This post–civil rights movement advance in the incomes of some women while others were segregated into low-wage jobs reshaped Black urban and suburban geographies. The emergence of greater occupational diversity and class stratification in the Black community expanded the Black middle class and Black suburbs.5 The majority of Black people in the United States today live in suburbs (Frey 2011). Black families move mainly to predominantly Black suburbs, or suburbs with substantial proportions of Black and Brown residents. In 2018, the hundred largest metropolitan areas included 418 Black suburbs, which made up “5 percent of all suburbs and [was] a fivefold increase since 1970” (Douds, Lewis-McCoy, and Johnson 2021, 1). For example, the proportion of Black families living within the New York City boundaries has decreased significantly. They have been uprooted by the high cost of living of urban areas, often as Black neighborhoods are gentrified, or seek larger homes and a better quality of life. They move to suburban settings on the outskirts of the city or to older suburbs in Nassau County (Clergé 2019). New York’s suburbs saw a 30 percent increase in the number of Black families between 1990 and 2010.6 These trends are a part of a national, decades-long suburban migration of Black families (Johnson 2014).

**Short exercise 1**.
List every line in the entries that contains the string "herringbone". Matching is case-sensitive.
**Short exercise 2**.
Write what comes next in the passage on Black suburban migration, starting after its last sentence.

**Data supplied**.
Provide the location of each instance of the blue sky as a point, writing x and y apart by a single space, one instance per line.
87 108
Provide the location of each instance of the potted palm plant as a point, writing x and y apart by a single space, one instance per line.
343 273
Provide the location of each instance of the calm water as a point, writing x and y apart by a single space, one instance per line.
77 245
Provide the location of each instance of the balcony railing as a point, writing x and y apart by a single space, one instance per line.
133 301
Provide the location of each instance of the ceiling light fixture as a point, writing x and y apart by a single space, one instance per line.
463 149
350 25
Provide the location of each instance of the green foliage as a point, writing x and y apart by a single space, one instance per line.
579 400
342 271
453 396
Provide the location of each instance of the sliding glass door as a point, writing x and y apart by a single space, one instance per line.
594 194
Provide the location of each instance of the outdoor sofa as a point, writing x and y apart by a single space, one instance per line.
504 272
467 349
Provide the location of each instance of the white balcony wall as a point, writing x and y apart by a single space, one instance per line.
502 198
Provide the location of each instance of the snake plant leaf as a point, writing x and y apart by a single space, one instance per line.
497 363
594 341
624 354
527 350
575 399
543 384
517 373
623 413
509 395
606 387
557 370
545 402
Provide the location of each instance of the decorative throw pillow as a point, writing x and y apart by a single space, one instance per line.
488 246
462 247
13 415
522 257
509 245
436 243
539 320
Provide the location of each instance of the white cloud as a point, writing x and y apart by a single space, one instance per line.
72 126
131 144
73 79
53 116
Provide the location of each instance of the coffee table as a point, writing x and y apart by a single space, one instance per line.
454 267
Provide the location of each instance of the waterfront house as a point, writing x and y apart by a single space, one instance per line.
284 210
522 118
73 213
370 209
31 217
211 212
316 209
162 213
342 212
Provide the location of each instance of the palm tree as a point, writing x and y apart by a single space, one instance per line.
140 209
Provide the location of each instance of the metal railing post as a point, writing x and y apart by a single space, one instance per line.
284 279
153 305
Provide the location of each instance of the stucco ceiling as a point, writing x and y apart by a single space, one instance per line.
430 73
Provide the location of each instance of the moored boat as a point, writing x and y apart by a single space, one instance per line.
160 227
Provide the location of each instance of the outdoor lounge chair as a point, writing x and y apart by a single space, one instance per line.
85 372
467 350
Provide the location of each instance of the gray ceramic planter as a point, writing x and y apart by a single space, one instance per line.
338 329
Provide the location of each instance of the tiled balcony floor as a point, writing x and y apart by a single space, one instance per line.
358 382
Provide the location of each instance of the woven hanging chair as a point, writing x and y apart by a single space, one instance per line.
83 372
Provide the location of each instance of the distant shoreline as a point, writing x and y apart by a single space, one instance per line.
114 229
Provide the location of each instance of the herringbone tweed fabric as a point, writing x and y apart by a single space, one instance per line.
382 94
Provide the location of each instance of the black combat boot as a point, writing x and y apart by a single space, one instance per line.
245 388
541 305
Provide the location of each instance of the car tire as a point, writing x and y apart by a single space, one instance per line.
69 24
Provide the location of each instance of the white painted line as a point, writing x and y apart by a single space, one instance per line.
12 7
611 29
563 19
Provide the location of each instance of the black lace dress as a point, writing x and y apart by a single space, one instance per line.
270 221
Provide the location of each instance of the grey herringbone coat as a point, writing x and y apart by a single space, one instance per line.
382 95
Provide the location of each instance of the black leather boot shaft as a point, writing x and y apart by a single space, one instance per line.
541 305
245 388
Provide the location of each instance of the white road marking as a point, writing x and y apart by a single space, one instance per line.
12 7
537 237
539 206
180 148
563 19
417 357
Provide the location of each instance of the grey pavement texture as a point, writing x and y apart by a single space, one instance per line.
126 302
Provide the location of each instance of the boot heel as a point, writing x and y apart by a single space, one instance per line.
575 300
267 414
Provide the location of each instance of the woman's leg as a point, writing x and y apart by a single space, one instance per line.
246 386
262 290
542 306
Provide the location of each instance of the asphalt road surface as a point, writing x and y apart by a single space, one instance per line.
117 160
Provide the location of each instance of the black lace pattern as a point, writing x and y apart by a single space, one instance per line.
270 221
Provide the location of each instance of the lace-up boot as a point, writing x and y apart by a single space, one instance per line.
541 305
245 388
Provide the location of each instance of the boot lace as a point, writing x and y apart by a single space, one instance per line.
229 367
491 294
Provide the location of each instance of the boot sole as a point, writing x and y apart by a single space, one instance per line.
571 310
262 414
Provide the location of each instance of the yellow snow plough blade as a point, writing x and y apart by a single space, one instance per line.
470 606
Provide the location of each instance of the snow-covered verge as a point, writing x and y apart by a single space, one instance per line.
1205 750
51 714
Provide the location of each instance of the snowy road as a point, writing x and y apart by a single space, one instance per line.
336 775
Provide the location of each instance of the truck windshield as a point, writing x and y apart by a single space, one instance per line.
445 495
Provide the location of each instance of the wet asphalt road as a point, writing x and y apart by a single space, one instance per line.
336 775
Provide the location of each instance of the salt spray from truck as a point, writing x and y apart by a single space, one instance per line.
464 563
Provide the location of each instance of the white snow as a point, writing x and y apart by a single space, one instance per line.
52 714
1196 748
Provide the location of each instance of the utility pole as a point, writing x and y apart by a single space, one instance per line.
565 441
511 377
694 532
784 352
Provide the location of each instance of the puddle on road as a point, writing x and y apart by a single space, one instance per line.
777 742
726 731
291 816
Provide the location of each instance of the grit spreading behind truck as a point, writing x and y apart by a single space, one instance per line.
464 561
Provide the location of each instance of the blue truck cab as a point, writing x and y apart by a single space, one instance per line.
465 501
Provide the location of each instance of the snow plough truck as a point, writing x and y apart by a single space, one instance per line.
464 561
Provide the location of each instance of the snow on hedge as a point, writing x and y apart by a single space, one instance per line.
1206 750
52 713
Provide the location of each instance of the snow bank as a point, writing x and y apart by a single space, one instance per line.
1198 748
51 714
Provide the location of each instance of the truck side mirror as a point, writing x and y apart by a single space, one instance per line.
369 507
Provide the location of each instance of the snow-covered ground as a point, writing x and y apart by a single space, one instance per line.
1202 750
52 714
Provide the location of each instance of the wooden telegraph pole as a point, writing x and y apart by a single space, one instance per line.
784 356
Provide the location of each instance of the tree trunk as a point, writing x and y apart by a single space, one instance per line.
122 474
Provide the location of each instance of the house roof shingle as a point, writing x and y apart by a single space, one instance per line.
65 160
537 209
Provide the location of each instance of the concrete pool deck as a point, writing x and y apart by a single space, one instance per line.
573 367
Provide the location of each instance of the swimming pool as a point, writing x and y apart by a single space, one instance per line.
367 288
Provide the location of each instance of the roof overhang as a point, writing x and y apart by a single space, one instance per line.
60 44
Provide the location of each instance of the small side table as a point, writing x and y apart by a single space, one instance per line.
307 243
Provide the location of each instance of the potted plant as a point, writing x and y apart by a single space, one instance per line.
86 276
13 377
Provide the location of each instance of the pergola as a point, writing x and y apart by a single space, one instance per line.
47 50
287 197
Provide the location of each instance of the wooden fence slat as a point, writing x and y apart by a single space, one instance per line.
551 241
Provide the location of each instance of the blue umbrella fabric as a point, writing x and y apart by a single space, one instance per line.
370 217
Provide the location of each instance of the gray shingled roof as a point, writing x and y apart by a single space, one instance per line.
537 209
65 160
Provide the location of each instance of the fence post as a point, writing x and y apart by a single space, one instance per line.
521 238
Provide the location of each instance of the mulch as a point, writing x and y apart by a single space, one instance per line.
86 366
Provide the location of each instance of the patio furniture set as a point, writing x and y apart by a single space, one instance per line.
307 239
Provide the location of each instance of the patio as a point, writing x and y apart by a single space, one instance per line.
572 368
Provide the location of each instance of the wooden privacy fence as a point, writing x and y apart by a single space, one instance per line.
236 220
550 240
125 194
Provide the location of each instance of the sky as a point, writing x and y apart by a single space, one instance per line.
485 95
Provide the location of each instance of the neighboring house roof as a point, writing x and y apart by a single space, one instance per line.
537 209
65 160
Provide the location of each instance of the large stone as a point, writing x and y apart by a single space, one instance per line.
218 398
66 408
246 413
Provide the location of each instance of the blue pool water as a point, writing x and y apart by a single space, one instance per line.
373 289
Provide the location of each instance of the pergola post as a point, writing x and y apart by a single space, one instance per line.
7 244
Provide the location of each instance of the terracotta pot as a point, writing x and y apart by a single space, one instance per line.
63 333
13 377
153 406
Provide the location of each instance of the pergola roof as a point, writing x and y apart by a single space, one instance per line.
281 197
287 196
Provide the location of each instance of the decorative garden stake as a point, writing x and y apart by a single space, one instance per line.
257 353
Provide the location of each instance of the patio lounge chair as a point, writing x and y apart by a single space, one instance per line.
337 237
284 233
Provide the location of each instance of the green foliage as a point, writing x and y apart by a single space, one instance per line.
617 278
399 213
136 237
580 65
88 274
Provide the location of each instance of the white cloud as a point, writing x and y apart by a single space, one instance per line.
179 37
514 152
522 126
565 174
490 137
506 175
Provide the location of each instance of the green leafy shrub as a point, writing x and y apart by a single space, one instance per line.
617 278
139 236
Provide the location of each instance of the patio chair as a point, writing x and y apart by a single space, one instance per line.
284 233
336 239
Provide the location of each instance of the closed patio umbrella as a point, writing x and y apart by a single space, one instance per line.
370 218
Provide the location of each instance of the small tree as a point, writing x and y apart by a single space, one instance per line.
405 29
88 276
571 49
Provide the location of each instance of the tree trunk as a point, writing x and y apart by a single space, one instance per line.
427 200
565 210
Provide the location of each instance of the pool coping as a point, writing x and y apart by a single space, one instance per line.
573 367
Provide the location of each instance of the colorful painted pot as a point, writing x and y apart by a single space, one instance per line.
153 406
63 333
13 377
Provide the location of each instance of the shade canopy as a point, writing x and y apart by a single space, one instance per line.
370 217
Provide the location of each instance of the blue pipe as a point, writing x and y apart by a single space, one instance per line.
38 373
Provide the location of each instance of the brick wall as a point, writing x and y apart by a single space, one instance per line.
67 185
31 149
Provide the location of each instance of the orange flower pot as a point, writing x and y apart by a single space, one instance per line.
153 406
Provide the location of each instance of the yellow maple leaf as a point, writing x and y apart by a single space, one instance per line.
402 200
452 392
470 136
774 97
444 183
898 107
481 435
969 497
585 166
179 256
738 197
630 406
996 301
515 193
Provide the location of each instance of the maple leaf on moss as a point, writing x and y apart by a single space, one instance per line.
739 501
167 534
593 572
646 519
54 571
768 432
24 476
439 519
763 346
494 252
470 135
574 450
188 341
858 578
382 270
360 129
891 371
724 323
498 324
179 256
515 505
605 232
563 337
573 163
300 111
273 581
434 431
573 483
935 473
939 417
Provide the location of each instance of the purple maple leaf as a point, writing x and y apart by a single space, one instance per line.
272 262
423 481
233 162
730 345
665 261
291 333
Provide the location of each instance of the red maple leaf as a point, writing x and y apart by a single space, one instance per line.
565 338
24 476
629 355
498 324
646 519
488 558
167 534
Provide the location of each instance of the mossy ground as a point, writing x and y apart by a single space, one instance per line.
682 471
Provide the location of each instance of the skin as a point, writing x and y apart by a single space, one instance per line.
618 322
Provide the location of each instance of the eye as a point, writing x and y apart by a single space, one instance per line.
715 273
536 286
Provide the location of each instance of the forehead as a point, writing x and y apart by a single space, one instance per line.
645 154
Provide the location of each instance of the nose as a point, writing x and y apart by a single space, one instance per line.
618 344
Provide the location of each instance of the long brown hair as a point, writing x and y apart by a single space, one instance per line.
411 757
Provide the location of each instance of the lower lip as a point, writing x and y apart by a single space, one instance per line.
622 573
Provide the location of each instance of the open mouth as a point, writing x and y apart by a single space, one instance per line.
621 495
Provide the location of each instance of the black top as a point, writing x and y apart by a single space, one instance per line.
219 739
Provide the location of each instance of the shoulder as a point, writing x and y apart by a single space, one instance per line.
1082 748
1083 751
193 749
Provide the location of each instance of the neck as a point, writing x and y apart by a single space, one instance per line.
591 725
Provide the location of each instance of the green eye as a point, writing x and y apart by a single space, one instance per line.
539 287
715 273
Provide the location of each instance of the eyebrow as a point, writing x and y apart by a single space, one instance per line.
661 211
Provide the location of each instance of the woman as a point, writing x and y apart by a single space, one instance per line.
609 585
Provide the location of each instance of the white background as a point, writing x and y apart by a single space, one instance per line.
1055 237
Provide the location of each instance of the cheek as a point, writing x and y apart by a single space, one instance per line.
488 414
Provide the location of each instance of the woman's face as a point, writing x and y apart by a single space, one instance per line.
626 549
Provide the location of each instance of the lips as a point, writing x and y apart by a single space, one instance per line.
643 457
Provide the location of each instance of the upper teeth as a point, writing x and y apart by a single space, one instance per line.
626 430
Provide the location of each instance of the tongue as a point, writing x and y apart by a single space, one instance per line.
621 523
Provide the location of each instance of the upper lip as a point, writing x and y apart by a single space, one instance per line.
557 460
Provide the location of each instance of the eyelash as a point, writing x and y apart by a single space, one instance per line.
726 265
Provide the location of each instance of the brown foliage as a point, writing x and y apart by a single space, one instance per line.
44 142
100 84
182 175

**Written response 1**.
Provide the location of each instance of the herringbone tweed fabric as a point, writing x and y apart by a single space, one instance per line.
Provide the location of each instance of the grey herringbone coat as a point, writing x and y apart by a single space, one instance per line.

**Written response 2**.
SETTINGS
The data for this article emerge from a multisite ethnography conducted between 2008 and 2016 in two areas I call Cascades and Great Park,7 which are among the hundreds of middle-class suburbs where multinational Black communities have formed (Wen, Lauderdale, and Kandula 2009). I spent two and half years living in Cascades, in the borough of Queens, and Great Park, in Nassau County, carrying out participant observation and conducting interviews. Realtors advertise Cascades as a “suburb with city taxes,” emphasizing its unusual combination of predominantly single-family housing with relatively low property taxes. I define Cascades as a suburb because its residents identify it as suburban and contrast it with the dense urban areas where many had previously lived. Its proximity to Nassau County blurs the lines between it and Long Island. In fact, many parts of eastern Queens were constructed as suburbs by developers interested in luring White families in Manhattan to their new suburban style communities in the mid-twentieth century and its suburban character has persisted with the arrival of Black diasporic families. Great Park, is an inner ring suburb. Nassau County operates independently of surrounding local governments, and its tax structure funnels capital into the municipality. The analysis that follows shows that Black women are central to the functioning of these areas.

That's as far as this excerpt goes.